● TEXT TO READ:
But, you know, winning at all costs is probably the best way I could describe it.
You know, Chris said earlier, you know, if you have to fall over, get a free kick, stay down, so be it.
And he just genuinely didn't care how you'd win.
He would make no excuses at all.
He made that message clear to the players that if you're winning one year with five minutes to go
and you get fouled and you get up, he'd have a go at you.
He said, I want you to stay down.
So that message of sort of winning
at all costs at every training session, at every meeting we had, I mean those words from Arsene,
were they actually his words? Yeah, yeah. Didn't think he had that in him but I think it was right,
yeah I think there was a, certainly as the season went on there was an unbelievable belief that if
we can soak up the pressure for 15-20 minutes that we can go for the kill because
Jose prepared us for that moment where the left back opposition left back would switch off and then we realize it and then we'd go and then we go one at up and then but Robert the other thing he'd prepare you for which again comes back to this
Self-belief that he would have instilled in you John Terry said he would pick out blocks of games and say you'll get three points
here three points there.
And he touched on the Bolton game in April
and the home game before it against Fulham.
And he said it was that or that where we would win the league.
It was, we will win the league there.
And that was early on in the season.
It wasn't like we were 14 points clear at the time.
He just gave you certain messages at certain points
and you just felt it was
done.
And John Terry then said, honestly, I've never seen anything like it.
Yeah, I mean, that just gives you belief, doesn't it?

● STORED ROWS:
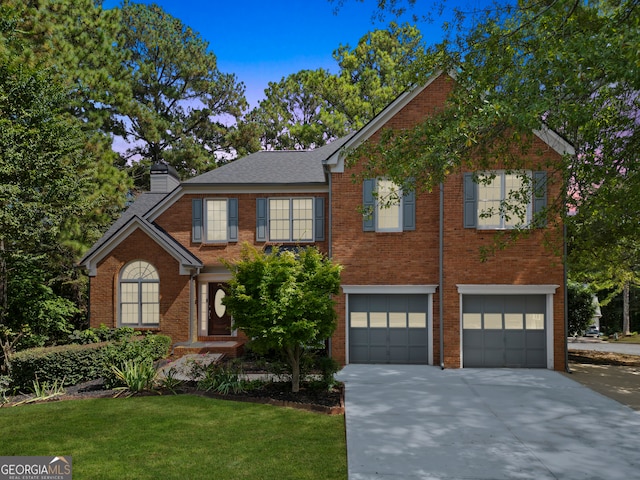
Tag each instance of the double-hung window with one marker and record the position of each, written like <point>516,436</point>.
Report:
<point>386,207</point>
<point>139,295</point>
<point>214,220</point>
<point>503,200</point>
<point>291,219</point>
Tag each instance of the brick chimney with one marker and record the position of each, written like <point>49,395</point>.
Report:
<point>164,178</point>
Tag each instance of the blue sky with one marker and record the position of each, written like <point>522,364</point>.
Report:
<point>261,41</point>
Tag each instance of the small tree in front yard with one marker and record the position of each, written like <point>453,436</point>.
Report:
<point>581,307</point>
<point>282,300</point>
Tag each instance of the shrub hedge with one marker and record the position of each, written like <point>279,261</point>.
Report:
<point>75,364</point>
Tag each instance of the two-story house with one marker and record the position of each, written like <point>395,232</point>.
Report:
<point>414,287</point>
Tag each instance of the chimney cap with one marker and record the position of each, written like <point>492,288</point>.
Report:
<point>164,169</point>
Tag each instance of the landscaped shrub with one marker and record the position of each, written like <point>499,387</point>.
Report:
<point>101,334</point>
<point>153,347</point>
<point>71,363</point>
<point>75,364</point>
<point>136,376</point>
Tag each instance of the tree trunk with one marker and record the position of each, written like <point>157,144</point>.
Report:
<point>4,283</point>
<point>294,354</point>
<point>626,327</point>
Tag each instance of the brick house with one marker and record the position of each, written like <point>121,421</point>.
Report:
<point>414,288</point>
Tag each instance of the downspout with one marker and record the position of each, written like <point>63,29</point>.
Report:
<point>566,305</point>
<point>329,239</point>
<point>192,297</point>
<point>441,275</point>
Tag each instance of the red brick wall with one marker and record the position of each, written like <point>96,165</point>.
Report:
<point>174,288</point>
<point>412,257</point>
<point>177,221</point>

...

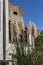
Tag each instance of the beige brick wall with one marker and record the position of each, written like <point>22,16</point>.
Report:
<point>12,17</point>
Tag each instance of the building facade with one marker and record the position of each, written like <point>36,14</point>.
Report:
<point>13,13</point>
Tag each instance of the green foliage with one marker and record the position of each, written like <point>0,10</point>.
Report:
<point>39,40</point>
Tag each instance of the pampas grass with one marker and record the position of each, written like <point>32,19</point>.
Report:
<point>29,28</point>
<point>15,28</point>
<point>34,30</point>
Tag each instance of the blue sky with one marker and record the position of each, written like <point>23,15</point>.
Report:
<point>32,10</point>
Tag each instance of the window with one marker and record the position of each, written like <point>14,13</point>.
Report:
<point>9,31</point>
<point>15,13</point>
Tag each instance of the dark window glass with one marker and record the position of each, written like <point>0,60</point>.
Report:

...

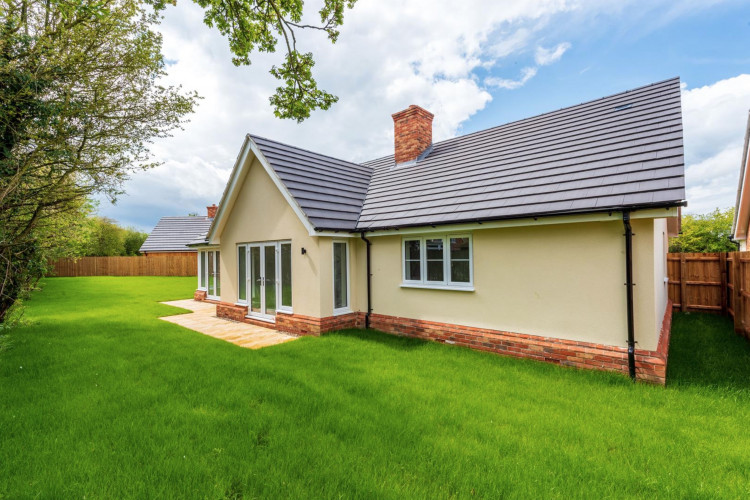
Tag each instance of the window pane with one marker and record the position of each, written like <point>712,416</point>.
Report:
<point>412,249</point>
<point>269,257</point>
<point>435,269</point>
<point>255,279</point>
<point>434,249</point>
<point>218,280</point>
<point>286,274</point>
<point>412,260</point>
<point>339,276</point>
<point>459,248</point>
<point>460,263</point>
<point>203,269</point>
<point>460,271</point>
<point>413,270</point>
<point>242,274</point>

● STATED PROBLEM:
In the football text, which two games were named as the ones where the league would be won?

● EXERCISE SOLUTION:
The Bolton game in April and the home game before it against Fulham.